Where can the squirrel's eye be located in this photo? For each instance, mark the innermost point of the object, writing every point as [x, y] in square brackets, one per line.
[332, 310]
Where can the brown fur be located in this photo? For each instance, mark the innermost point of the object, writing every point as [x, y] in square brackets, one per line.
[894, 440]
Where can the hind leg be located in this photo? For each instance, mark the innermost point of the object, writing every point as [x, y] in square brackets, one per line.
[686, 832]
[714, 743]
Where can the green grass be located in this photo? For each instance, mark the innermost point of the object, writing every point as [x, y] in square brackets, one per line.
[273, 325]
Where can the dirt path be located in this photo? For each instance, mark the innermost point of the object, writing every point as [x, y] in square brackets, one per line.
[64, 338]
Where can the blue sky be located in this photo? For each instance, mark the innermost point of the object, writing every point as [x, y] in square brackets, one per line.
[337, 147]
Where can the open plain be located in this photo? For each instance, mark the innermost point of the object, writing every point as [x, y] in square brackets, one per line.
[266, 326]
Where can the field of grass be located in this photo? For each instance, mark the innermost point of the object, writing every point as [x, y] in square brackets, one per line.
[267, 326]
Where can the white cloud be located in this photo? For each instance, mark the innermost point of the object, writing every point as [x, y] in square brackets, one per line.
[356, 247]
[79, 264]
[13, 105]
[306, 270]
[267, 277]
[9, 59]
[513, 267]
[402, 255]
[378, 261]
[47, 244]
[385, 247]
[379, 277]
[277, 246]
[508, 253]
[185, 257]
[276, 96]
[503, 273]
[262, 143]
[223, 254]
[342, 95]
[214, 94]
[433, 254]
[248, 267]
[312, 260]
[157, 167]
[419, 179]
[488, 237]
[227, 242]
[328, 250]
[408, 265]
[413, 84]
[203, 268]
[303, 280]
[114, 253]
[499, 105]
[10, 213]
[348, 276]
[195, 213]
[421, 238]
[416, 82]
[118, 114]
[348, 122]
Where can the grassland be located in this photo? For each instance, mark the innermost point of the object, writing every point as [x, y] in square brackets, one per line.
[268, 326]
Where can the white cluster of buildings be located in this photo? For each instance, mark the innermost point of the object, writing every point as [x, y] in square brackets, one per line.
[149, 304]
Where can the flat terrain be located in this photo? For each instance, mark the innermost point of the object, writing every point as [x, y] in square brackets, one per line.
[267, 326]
++++++++++++++++++++
- Your instructions
The entries above must be retyped exactly, down to the last character.

- Answer space
Where can the squirrel's eye be located in this photo? For each instance, mark the innermost point of the object, writing every point as [x, y] in square brackets, one per line.
[332, 310]
Where can the brown fur be located in this photo? For each instance, mark the innermost point of the object, writing every point as [x, y] in square brackets, one per line.
[894, 440]
Where can the hind leg be located in this photo? For each instance, mark the innermost point of the object, writing every point as [x, y] in square brackets, one per line.
[686, 832]
[714, 743]
Where can the green grass be located in this photo? For each instance, mark the innermost point of the object, writing every point as [x, y] in square brackets, one per line.
[273, 325]
Where can the dirt path be located in this photo? For each instance, mark the innermost point of the object, writing every point as [x, y] in square brackets, one per line.
[64, 338]
Where can the blue sky be located in this photo? For each instance, mark the innermost point of the object, writing every point as [x, y] in square brackets, one per line.
[337, 147]
Where can the open plain be located in this photo? For each instance, mark the innermost point of the object, writing every point as [x, y] in square brackets, one per line.
[266, 326]
Where can the field of grass be located in this photo? For each instance, mark the innermost point of the object, writing every point as [x, y] in square brackets, one per line.
[267, 326]
Where can the white cloud be located in this photo? For each instance, mark the innermost point of the object, writing every point as [x, y] in square brackets, one per line.
[356, 247]
[79, 264]
[13, 105]
[306, 270]
[267, 277]
[9, 59]
[513, 267]
[402, 255]
[378, 261]
[47, 244]
[385, 247]
[379, 277]
[277, 246]
[508, 253]
[185, 257]
[276, 96]
[503, 273]
[262, 143]
[223, 254]
[342, 95]
[214, 94]
[433, 254]
[248, 267]
[312, 260]
[157, 167]
[419, 179]
[488, 237]
[227, 242]
[328, 250]
[408, 265]
[413, 84]
[203, 268]
[303, 280]
[114, 253]
[499, 105]
[10, 213]
[348, 276]
[195, 213]
[421, 238]
[416, 82]
[118, 114]
[348, 122]
Where can the grassland be located in this photo? For each instance, mark the innermost point of the object, writing every point as [x, y] in square brackets, one per line.
[268, 326]
Where can the white cluster of buildings be located in this photo? For each instance, mark the innermost point of the object, writing every point as [x, y] in square brackets, one per line.
[149, 304]
Where can the flat terrain be located in this photo? For each instance, mark the innermost point of the object, writing every point as [x, y] in square brackets, one per line.
[267, 326]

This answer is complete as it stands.